**TASK BRIEF**
Transcribe exactly the line containing "locate the purple stamen in the photo above" and each line after it, through the end of the entries, with nothing before or after.

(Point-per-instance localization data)

===

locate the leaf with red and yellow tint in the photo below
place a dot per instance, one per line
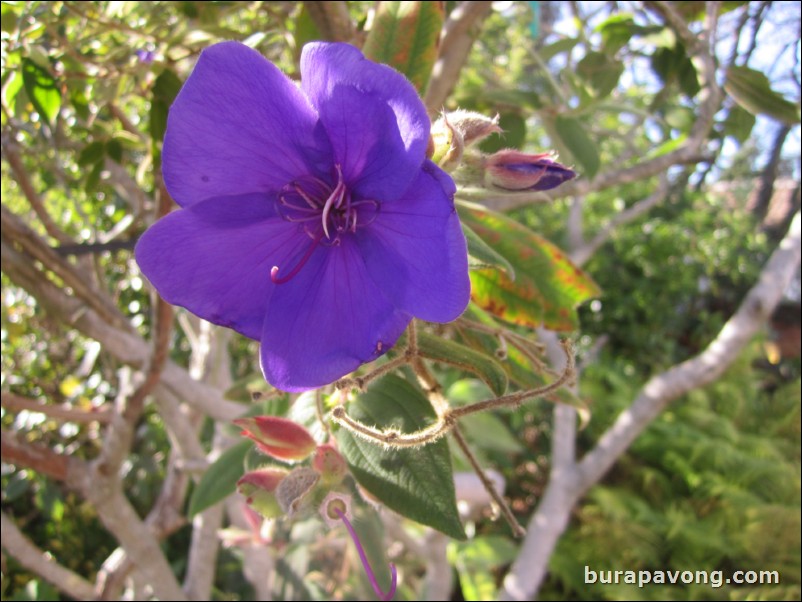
(547, 286)
(405, 36)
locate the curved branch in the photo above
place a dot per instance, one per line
(702, 369)
(459, 32)
(567, 485)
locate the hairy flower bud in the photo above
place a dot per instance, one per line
(514, 170)
(295, 488)
(330, 464)
(259, 486)
(278, 437)
(473, 126)
(446, 144)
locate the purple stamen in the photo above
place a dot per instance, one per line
(335, 198)
(282, 279)
(393, 573)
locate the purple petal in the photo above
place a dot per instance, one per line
(364, 134)
(350, 90)
(214, 258)
(326, 321)
(238, 126)
(415, 250)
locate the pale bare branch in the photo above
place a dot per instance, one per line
(567, 485)
(65, 412)
(459, 32)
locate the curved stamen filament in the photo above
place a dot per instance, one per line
(276, 279)
(335, 198)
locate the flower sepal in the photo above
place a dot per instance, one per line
(516, 171)
(259, 489)
(278, 437)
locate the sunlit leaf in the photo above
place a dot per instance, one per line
(752, 90)
(482, 255)
(42, 90)
(220, 479)
(547, 286)
(404, 36)
(415, 482)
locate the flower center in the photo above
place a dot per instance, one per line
(325, 212)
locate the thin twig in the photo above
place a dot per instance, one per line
(506, 511)
(458, 35)
(65, 412)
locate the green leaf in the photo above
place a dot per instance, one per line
(616, 31)
(673, 64)
(92, 153)
(513, 136)
(476, 561)
(547, 287)
(415, 482)
(482, 255)
(563, 45)
(404, 36)
(165, 89)
(752, 90)
(573, 135)
(601, 72)
(305, 31)
(220, 479)
(42, 90)
(450, 352)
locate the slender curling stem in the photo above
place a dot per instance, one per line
(448, 419)
(393, 438)
(506, 511)
(363, 557)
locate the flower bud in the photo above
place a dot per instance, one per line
(278, 437)
(259, 486)
(330, 464)
(473, 126)
(293, 489)
(446, 144)
(514, 170)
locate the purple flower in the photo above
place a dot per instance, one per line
(310, 218)
(514, 170)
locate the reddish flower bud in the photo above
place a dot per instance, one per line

===

**ANSWER**
locate the purple stamen in the photo above
place a dot per instance, one per line
(335, 198)
(282, 279)
(393, 573)
locate the purple petal in the photo above
place a dot per instance, one per line
(364, 134)
(350, 90)
(214, 258)
(326, 321)
(238, 126)
(415, 250)
locate the pale bare branch in the photo above
place a dot per instance, one per line
(567, 485)
(65, 412)
(459, 32)
locate the curved stamen filament in the photo above
place a dot per instance, one per line
(276, 279)
(335, 198)
locate the flower sepal in the photo above
place a dot per instance, one per line
(516, 171)
(259, 489)
(278, 437)
locate the sunlit leaf in the photo above
place a dot per instance, one per line
(752, 90)
(482, 255)
(42, 90)
(220, 479)
(547, 286)
(404, 36)
(415, 482)
locate the flower center in the photo above
place a dot per instance, one per line
(325, 212)
locate the thin twig in the photo above
place a dot per instance, one per line
(506, 511)
(458, 35)
(65, 412)
locate the green leaf in the photo above
place a dot per instance, one per line
(616, 31)
(673, 64)
(92, 153)
(513, 136)
(476, 561)
(547, 287)
(415, 482)
(482, 255)
(563, 45)
(404, 36)
(165, 89)
(752, 90)
(573, 135)
(601, 72)
(305, 31)
(220, 479)
(42, 90)
(450, 352)
locate the slender curling stem in the photo above
place a dot per instance, one per line
(448, 419)
(393, 438)
(506, 511)
(363, 557)
locate the flower bud in the photo above
place a dot per instance, one per line
(278, 437)
(259, 486)
(330, 464)
(473, 126)
(293, 489)
(446, 144)
(514, 170)
locate the purple flower in the photo above
place a dot per instance, one per line
(310, 218)
(514, 170)
locate the reddish flower bud in the photo above
place a dot per instance, one per line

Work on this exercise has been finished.